* TASK INSTRUCTIONS
Copy each of the rows below verbatim, in the order given.

* DATASET CONTENT
>>>>

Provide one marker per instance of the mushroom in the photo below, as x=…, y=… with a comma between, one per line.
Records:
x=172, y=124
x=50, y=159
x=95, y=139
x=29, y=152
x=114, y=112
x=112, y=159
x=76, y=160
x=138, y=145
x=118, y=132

<<<<

* PROBLEM SOLUTION
Provide one marker per instance of the mushroom in the photo below, as x=…, y=… with a comma between, one per line.
Records:
x=172, y=124
x=50, y=159
x=95, y=139
x=29, y=152
x=114, y=112
x=112, y=159
x=76, y=160
x=138, y=145
x=118, y=132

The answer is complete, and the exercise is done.